▸ Aim: Retype the data below line for line, without changing anything.

#### Supplied material ####

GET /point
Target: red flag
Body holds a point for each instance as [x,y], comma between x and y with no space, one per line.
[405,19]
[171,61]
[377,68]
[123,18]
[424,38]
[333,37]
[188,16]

####

▸ The reply:
GET /point
Target: red flag
Body holds a point for each instance as [x,y], comma between x and y with no space, one per line.
[405,19]
[171,61]
[377,68]
[123,18]
[424,38]
[333,37]
[188,16]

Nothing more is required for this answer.